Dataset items
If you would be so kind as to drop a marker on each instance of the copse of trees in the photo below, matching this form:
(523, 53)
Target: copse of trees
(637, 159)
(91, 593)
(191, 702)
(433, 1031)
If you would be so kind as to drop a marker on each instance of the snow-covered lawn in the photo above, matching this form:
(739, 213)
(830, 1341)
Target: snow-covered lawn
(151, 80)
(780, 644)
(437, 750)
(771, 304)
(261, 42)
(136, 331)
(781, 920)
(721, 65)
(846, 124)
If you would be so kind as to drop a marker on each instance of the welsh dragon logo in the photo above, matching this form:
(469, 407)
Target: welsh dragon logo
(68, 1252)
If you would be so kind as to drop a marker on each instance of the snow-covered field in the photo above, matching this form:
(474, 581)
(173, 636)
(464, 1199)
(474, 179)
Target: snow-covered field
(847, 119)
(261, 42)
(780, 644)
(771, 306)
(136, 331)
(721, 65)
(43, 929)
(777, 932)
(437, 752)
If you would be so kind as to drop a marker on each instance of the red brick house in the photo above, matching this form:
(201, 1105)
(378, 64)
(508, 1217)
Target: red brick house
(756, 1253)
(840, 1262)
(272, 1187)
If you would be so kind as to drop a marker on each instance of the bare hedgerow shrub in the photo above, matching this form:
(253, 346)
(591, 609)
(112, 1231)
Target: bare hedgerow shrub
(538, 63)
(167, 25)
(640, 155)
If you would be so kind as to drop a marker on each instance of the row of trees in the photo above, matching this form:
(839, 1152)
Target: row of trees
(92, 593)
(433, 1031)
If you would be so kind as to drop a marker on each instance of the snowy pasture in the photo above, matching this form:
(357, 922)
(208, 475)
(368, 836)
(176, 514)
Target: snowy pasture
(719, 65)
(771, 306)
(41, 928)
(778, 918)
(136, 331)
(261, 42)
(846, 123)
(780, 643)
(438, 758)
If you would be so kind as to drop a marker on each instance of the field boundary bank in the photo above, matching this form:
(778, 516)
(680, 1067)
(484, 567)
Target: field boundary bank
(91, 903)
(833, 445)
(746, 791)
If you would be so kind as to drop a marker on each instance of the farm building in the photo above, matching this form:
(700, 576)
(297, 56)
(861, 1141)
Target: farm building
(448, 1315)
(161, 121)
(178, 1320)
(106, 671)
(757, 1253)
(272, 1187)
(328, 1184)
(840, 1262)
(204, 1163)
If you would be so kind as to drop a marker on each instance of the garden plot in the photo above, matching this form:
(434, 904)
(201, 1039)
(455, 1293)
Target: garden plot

→ TASK TO COMPLETE: Line by line, transcribe all of the records exactly.

→ ANSWER AREA:
If you would be so kind as to drop a marker on each instance of the copse of trees in the photo below, matching this form:
(523, 53)
Target: copse of trees
(637, 159)
(91, 593)
(191, 702)
(433, 1031)
If you would be so kind as to drop a marker on each instance of the snow-covered lawn in the photo above, matching this form:
(739, 213)
(830, 1341)
Target: snow-covered lawn
(151, 80)
(780, 644)
(437, 750)
(771, 304)
(261, 42)
(136, 331)
(781, 920)
(721, 65)
(846, 124)
If you would be so kind as to drop a marker on each instance of the welsh dragon logo in the photo above, matching this form:
(469, 407)
Target: welsh dragon logo
(68, 1252)
If you would be so kind as to drop a marker on each instance of the snow-covered field in the photo above, matching this form:
(474, 581)
(173, 636)
(464, 1199)
(474, 179)
Target: snow-covered field
(847, 119)
(261, 42)
(780, 644)
(771, 306)
(136, 331)
(721, 65)
(43, 929)
(777, 932)
(437, 752)
If you would be so kind as to drop a marker on each instance of the red brick house in the photo above, matching this form:
(201, 1105)
(378, 64)
(508, 1217)
Target: red brick house
(756, 1253)
(840, 1262)
(272, 1187)
If you would be so kind as to drop a marker on each instance of the bare hedgerow shrub in the photo above, matching this form:
(253, 346)
(591, 609)
(112, 1231)
Target: bare hedgerow shrub
(538, 63)
(167, 25)
(640, 155)
If you would be so kind as to drop a marker on each instance of the row of trees in the photo above, matching this form:
(839, 1152)
Target: row of trees
(92, 593)
(433, 1031)
If you would be so kind as to drop a marker on each instance of the snowy pasture in the photo above, matching this form:
(357, 922)
(208, 475)
(368, 836)
(176, 514)
Target: snowy pasture
(719, 65)
(771, 306)
(41, 928)
(778, 918)
(136, 331)
(261, 42)
(846, 123)
(780, 643)
(438, 758)
If you would be so kind as to drop a marker on each instance of the field boundary bank in the photo above, matching this form:
(778, 516)
(680, 1067)
(484, 567)
Target: field boundary bank
(91, 903)
(833, 445)
(746, 791)
If you would be so kind as to drop a marker on each instance of the farm building in the photo above, matching this form:
(700, 576)
(297, 56)
(861, 1141)
Target: farm building
(448, 1315)
(161, 121)
(178, 1320)
(106, 671)
(757, 1253)
(272, 1187)
(328, 1184)
(840, 1262)
(204, 1163)
If you would be so kind as to drop a marker on each instance of the garden plot in the photo above, matching this form:
(434, 904)
(201, 1039)
(455, 1293)
Target: garden plot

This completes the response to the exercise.